§ RECORDED INFORMATION:
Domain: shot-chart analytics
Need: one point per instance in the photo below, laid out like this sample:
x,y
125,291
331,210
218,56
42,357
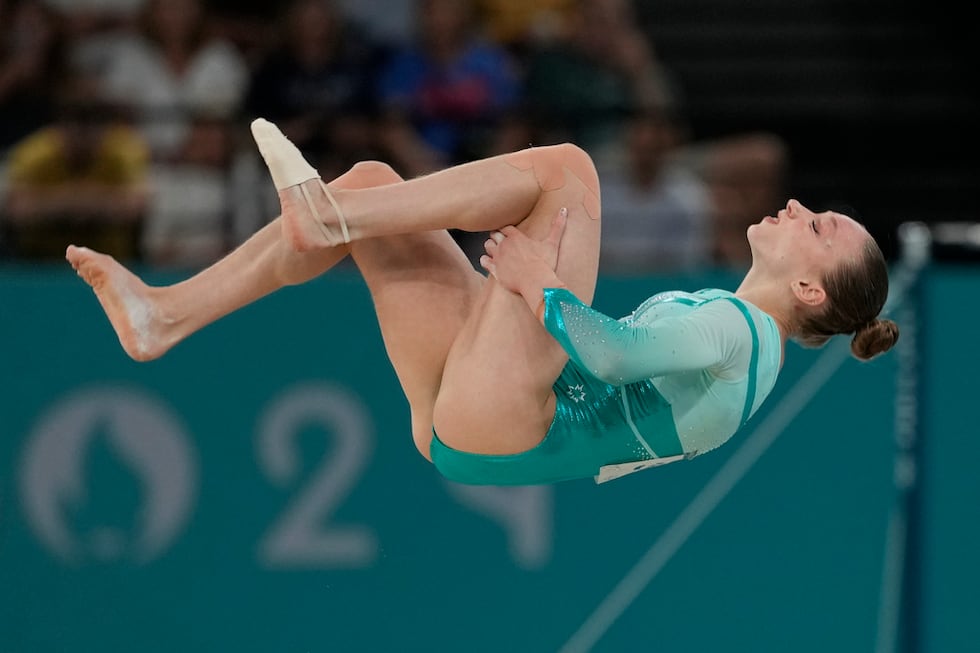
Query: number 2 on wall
x,y
298,538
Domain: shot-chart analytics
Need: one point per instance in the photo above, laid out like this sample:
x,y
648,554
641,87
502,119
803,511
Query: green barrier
x,y
257,489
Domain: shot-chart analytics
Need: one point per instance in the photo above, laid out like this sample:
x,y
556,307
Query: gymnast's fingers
x,y
487,263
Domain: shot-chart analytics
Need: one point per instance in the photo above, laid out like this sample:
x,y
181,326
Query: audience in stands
x,y
316,84
421,84
657,215
81,179
32,64
184,87
443,96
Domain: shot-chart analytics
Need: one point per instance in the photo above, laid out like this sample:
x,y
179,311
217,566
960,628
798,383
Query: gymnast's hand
x,y
522,264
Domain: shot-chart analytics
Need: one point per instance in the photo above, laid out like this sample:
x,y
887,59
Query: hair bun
x,y
874,338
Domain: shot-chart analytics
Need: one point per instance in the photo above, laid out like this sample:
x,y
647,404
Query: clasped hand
x,y
516,260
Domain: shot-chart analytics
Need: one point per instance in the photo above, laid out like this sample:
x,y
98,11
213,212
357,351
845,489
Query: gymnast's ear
x,y
809,293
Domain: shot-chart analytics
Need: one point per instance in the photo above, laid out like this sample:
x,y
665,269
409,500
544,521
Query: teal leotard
x,y
679,376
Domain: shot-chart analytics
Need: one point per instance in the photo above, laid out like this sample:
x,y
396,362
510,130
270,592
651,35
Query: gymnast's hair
x,y
856,293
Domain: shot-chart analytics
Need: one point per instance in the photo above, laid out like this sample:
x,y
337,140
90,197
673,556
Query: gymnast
x,y
512,378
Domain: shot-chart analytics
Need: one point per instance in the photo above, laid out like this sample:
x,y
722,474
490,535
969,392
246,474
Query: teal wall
x,y
257,490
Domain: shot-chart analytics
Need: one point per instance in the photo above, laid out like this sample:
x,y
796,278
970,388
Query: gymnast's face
x,y
805,246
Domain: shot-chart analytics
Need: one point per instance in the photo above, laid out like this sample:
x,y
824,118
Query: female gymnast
x,y
511,377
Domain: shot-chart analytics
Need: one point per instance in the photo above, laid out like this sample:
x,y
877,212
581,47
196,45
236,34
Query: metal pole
x,y
900,610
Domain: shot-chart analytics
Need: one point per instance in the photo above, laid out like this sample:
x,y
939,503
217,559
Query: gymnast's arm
x,y
620,351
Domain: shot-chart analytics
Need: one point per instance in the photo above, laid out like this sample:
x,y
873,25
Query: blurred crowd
x,y
124,123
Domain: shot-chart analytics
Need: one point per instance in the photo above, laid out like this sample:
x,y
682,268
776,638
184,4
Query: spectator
x,y
185,88
96,29
32,62
443,97
80,179
523,24
580,88
657,216
317,85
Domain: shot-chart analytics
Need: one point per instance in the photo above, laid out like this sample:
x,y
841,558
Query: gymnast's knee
x,y
374,173
550,162
422,437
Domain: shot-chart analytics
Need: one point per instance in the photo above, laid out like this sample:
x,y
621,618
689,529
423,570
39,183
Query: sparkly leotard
x,y
679,376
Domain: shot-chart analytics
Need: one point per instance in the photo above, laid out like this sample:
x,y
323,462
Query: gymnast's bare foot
x,y
311,218
128,303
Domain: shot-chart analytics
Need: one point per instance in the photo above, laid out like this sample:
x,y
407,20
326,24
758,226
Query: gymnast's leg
x,y
150,320
477,196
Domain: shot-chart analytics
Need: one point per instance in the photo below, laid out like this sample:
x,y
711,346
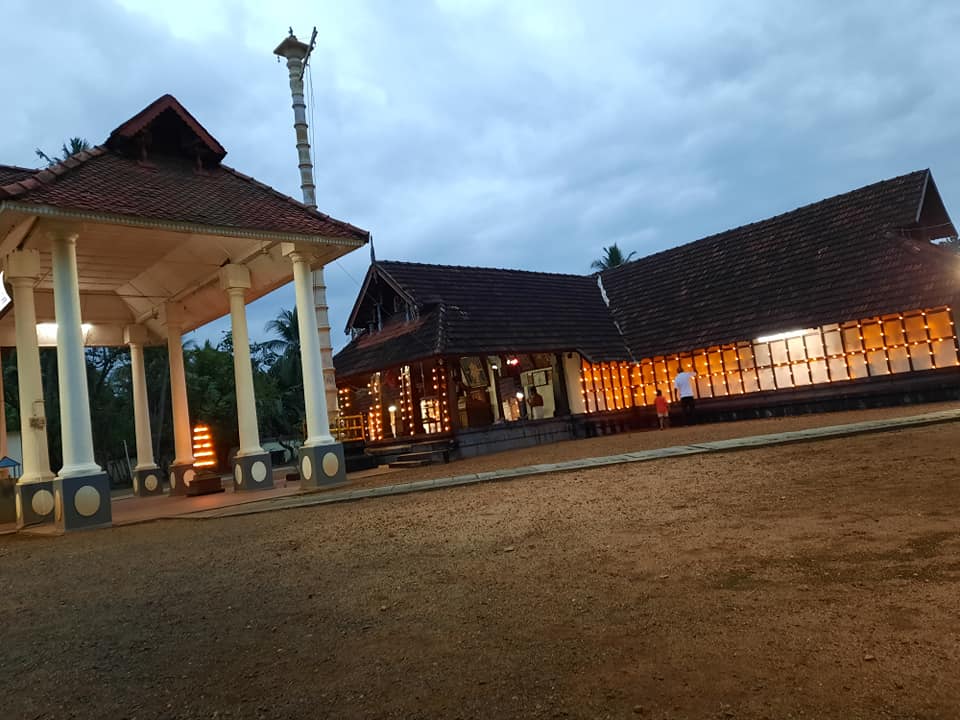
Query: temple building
x,y
842,303
136,242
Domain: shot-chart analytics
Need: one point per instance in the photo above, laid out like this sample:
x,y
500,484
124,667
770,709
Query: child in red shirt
x,y
662,410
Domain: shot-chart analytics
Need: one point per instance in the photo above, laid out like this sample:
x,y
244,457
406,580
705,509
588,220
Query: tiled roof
x,y
168,186
849,257
490,310
167,103
12,173
394,345
843,258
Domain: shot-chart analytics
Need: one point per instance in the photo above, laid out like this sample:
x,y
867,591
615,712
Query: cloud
x,y
514,134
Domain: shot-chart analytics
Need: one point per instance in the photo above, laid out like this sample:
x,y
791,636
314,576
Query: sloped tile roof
x,y
493,310
394,345
843,258
111,179
12,173
852,256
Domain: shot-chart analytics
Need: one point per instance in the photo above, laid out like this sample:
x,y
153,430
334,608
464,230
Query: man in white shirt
x,y
683,382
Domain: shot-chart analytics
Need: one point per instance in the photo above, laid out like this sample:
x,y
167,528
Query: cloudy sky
x,y
522,133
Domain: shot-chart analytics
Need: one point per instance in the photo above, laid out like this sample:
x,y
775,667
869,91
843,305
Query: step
x,y
440,455
410,463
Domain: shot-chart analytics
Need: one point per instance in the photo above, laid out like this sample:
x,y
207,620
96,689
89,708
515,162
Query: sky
x,y
523,134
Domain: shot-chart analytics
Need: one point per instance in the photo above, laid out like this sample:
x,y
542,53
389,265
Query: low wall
x,y
512,436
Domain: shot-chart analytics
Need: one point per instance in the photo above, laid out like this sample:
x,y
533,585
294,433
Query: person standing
x,y
535,400
683,382
662,409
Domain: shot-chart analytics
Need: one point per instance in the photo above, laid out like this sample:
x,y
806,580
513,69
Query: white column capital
x,y
22,266
64,235
297,253
234,277
135,335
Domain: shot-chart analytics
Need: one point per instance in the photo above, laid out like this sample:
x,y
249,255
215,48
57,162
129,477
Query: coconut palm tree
x,y
70,147
287,340
612,257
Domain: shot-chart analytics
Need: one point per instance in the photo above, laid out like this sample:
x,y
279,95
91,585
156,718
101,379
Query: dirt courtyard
x,y
817,580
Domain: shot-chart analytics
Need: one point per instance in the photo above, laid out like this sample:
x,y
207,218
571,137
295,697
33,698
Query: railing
x,y
348,427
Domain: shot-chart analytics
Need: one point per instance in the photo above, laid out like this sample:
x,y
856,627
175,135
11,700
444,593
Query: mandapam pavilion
x,y
136,242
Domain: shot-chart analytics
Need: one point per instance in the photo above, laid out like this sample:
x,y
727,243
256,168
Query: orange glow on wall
x,y
909,341
203,453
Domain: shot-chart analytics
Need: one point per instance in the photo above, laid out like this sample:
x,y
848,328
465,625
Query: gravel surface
x,y
636,441
811,580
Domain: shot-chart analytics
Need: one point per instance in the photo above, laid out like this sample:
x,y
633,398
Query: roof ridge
x,y
18,167
152,111
441,266
772,218
323,216
48,175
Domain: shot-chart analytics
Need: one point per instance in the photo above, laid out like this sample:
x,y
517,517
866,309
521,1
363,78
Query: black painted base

§ GIVEN PROBLEM:
Copy every entry exactly as written. Pictures are excluded.

§ THE REPLY:
Domain: shot-chart analytics
Need: one point per instance in the photo below, laid out like this sample:
x,y
125,291
331,210
218,56
42,357
Query: number 2 on wall
x,y
298,538
Domain: shot-chart analytics
Need: one point per instance in the photo above, laid out like this sample:
x,y
648,554
641,87
502,119
803,511
Query: green barrier
x,y
257,489
Domain: shot-chart analytics
Need: one point per instance in the photo above, laid out like this sample:
x,y
556,307
Query: gymnast's fingers
x,y
487,263
Domain: shot-chart analytics
Need: one point per instance in the photo above, laid out like this sample:
x,y
181,326
Query: audience in stands
x,y
316,84
421,84
657,215
81,179
32,64
184,87
443,96
Domain: shot-chart analytics
Need: one point per instance in the photo above, laid out like this sample:
x,y
179,311
217,566
960,628
798,383
Query: gymnast's hand
x,y
522,264
Domain: shot-chart analytics
Need: one point per instance in the photo above, laid out like this sample:
x,y
887,59
Query: hair bun
x,y
874,338
Domain: shot-chart analytics
Need: one point per instance in the photo above, laid out like this sample:
x,y
647,404
Query: clasped hand
x,y
516,260
Domain: shot-chart analytics
Need: one point per instance in the photo above, laid out like this sample:
x,y
98,11
213,212
357,351
845,489
Query: gymnast's ear
x,y
809,293
Domain: shot-chart analytics
Need: one point per instance in the photo above, laid out like this sample:
x,y
665,269
409,500
544,521
Query: teal leotard
x,y
679,376
Domain: shot-chart analytics
Need: one point per instance in the photo above, laid out like this sample:
x,y
396,362
510,130
270,592
651,35
Query: gymnast's hair
x,y
856,293
Domain: shot-chart analytics
Need: one point per instance in the photo above, laid out like this sample:
x,y
337,140
90,197
673,556
Query: gymnast
x,y
512,378
Domain: shot-chart analytics
Need: one point per instance in the photo above, laid out like this sample:
x,y
722,474
490,535
969,392
246,474
Query: teal wall
x,y
257,490
Domain: shot-chart analytics
Need: one point per instance in the photo above, laid out like this sample:
x,y
796,278
970,388
Query: gymnast's face
x,y
805,246
Domain: shot-chart analytics
Need: one point per instance in the photo above, laid out like this sample:
x,y
824,118
Query: female gymnast
x,y
511,377
Domain: shot-chart analytics
Need: one point per instance in the photo above, laid out like this sample:
x,y
877,212
581,47
196,45
236,34
Query: metal pole
x,y
900,610
Domain: shot-chart analytics
Need: one point per instance in the photo above, laid out like this sample:
x,y
939,503
217,559
Query: gymnast's arm
x,y
620,351
Domain: shot-chart analytics
Need: one point per instance in the photo above, laid out like this sample:
x,y
873,25
Query: blurred crowd
x,y
124,123
Domain: shot-chart analytics
Need: one point per instance in the photo above, laid out like this sample:
x,y
682,268
776,638
184,4
Query: spectator
x,y
185,88
96,29
32,62
443,97
80,179
523,24
580,88
657,216
317,85
Domain: shot-chart analytics
Need: one point per instance in the photo above, laid out like this sample:
x,y
841,558
Query: gymnast's knee
x,y
374,173
550,162
422,437
Domain: shot-chart analytics
Need: one point per instance in the photo above, laid out like this sample:
x,y
621,618
689,529
423,570
39,183
Query: sparkly leotard
x,y
679,376
Domain: shot-chart analytics
Need: one point per instance in the photo above, laid out like this sample:
x,y
323,462
Query: gymnast's bare foot
x,y
311,218
128,303
Domain: shot-chart analytics
Need: one point per instance in the photo above, laid out like this sample:
x,y
407,20
326,24
758,226
Query: gymnast's leg
x,y
150,320
477,196
Domain: shot-chart analytics
Need: one point per instance in the photo below, laid out like this sample:
x,y
711,346
Query: temple building
x,y
842,303
136,242
Domain: shot-chart analytics
Need: one point per instance in the photo above, laid out like this sample:
x,y
500,484
124,667
770,709
Query: child in red shirt
x,y
662,410
Domain: shot-chart analytics
Need: one point per instance in the photo above, laid out like this sample:
x,y
244,457
406,580
705,509
588,220
Query: tiled roof
x,y
168,186
849,257
490,310
167,103
12,173
394,345
843,258
Domain: shot-chart analytics
Need: one point per instance in the photo above, laid out like this sample:
x,y
867,591
615,712
Query: cloud
x,y
514,134
Domain: shot-chart analytics
Need: one point per instance in the photo above, laid out like this sample:
x,y
791,636
314,576
Query: sloped tile roof
x,y
493,310
394,345
843,258
111,179
12,173
852,256
Domain: shot-chart analytics
Need: one point per instance in the photo above, laid out like this sample:
x,y
153,430
334,608
464,230
Query: man in white shirt
x,y
683,382
Domain: shot-chart analytics
Need: one point per instance in the photo above, laid out like this sample:
x,y
167,528
Query: cloudy sky
x,y
522,133
Domain: shot-chart analytics
Need: one point per instance in the photo above, laid out like this sample:
x,y
775,667
869,91
843,305
Query: step
x,y
440,455
410,463
Domain: shot-chart analytics
Need: one point per instance in the photo above, laid out like this sample:
x,y
207,620
96,689
89,708
515,162
Query: sky
x,y
523,134
Domain: shot-chart analytics
Need: one point per instance in the photo above, laid out like this sample:
x,y
542,53
389,265
Query: low wall
x,y
512,436
Domain: shot-chart analytics
Need: one point per instance in the photo above, laid out like this sample:
x,y
533,585
294,433
Query: person standing
x,y
535,400
683,382
662,409
Domain: shot-chart analytics
Need: one point per instance in the photo above, laid out like this sample:
x,y
806,580
513,69
Query: white column capital
x,y
22,266
64,235
297,253
234,277
135,335
Domain: shot-chart analytics
Need: one point per instance in the photo above, laid out like this sample:
x,y
249,255
215,48
57,162
129,477
Query: coconut palm tree
x,y
70,147
287,340
612,257
Domain: shot-chart analytics
Need: one point per instance in the photo above, laid out like this sample:
x,y
279,95
91,585
156,718
101,379
Query: dirt courtyard
x,y
817,580
Domain: shot-chart analytics
Need: one point per instance in the photo above, laid out like this sample:
x,y
207,218
571,137
295,697
33,698
Query: railing
x,y
348,427
Domain: shot-chart analytics
Need: one point per instance in the photo above, laid out like this sample:
x,y
856,627
175,135
11,700
444,593
Query: mandapam pavilion
x,y
136,242
Domain: shot-chart analytics
Need: one point per instance in the photo above, laid out like this sample:
x,y
727,243
256,168
Query: orange glow on wall
x,y
909,341
203,453
Domain: shot-chart analytics
Need: one point per instance in the photo above, laid out like this sample:
x,y
848,328
465,625
Query: gravel surface
x,y
636,441
811,580
Domain: shot-chart analytics
Need: one point per instance in the photo above, laid out like this sample:
x,y
633,398
Query: roof ridge
x,y
18,167
152,111
441,266
772,218
323,216
48,175
Domain: shot-chart analytics
Need: one point per instance in the photo above, laid out like this sample:
x,y
517,517
866,309
521,1
363,78
Query: black painted base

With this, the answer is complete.